Lessons Learned Reproducing a Deep Reinforcement Learning Paper (2018)

Buttons840 · on April 27, 2023

Ah the siren call of reinforcement learning. I'm experiencing the pain of this right now.

I created a reinforcement learning agent to play Slay the Spire, it's training right now, I can hear my desktop computer running like a heater (why don't I do these things in the winter?). It's not working though.

First, the code is complex and hard to get right. This isn't your typical corporate programming where you shove more and more if-statements into the pile until it mostly works and is good enough. It's super tricky and if the code becomes a mess you have no idea where things went wrong. Numbers go in, numbers comes out, where they went wrong nobody knows.

Second, and worse, the entire time you're building the thing you imagine its going to work and be awesome. And indeed, it might. But then when you actually think you're finished and try it, it doesn't work. Then, as described in the article, all you can do is start randomly fiddling with things, and the feedback loop is like 2 days. And ever in the back of your mind is the idea that if you just let whatever your currently trying run for long enough, it will eventually work, so you hate to pull the plug, even after several days of it not working.

Third, there's no clear signal about how well a model is performing except for real world performance, and that is expensive to obtain and not smooth. My agent keeps dieing to the first boss. Is it improving? I don't know, maybe? The first boss is a pretty big hurdle so I expect it to be stuck there for some time. What about the loss values? Well, the loss is going up and I have no idea whether that's okay or not. The loss is going up while the real world performance is also going up, explain that to me. RL is weird. I wish I could just minimize a loss function like in supervised learning.

reallymental · on April 27, 2023

This feels exactly like the loop I'm stuck in right now, making me rely on sudden waves of motivation to complete such projects rather than curiosity driving me. Have you ever come out of this cycle before? I.e. Become more effective in planning a project so it doesn't lead one directly into a death-loop like above?

On a side-note, love your writing style, it's dry and sprinkled with the right amount of humour.

Buttons840 · on April 27, 2023

Thanks.

I'm about to give up on this project. Solving Slay the Spire on a single computer using model free methods was always quite ambitious. I've seen enough learning to believe that it works, I know I've implemented the algorithms correctly enough, that feels good at least. I've learned a lot along the way.

> _Dataset content_:
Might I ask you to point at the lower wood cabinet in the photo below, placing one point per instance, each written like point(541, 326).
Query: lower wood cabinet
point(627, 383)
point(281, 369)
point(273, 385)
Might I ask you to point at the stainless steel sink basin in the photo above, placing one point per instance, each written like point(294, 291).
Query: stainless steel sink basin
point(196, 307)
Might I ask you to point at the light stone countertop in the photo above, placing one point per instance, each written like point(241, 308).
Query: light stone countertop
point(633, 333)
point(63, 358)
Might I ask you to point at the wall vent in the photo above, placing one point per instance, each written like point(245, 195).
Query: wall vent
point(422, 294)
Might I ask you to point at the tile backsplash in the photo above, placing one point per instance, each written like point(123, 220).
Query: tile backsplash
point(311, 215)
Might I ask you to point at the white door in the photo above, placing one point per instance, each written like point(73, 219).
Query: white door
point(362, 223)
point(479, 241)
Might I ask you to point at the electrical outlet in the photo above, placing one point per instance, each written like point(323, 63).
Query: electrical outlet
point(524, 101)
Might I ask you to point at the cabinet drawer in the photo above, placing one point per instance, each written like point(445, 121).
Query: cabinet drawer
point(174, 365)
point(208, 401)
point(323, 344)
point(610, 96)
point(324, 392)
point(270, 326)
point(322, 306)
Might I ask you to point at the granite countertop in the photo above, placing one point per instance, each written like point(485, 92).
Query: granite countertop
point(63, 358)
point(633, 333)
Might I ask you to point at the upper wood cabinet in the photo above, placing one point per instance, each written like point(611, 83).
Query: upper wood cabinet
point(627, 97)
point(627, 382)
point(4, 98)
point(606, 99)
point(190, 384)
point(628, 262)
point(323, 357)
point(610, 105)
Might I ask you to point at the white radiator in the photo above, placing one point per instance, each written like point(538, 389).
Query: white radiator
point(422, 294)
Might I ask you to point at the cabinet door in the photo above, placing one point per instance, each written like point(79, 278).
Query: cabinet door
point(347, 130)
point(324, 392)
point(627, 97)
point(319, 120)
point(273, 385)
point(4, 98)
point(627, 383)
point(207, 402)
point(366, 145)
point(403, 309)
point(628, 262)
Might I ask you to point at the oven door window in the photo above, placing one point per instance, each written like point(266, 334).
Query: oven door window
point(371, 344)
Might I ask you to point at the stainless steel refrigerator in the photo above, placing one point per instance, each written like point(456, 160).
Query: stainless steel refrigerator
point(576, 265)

> _Task goal_: In the forum thread, which game is the reinforcement learning agent meant to play?

> _Result below_: Slay the Spire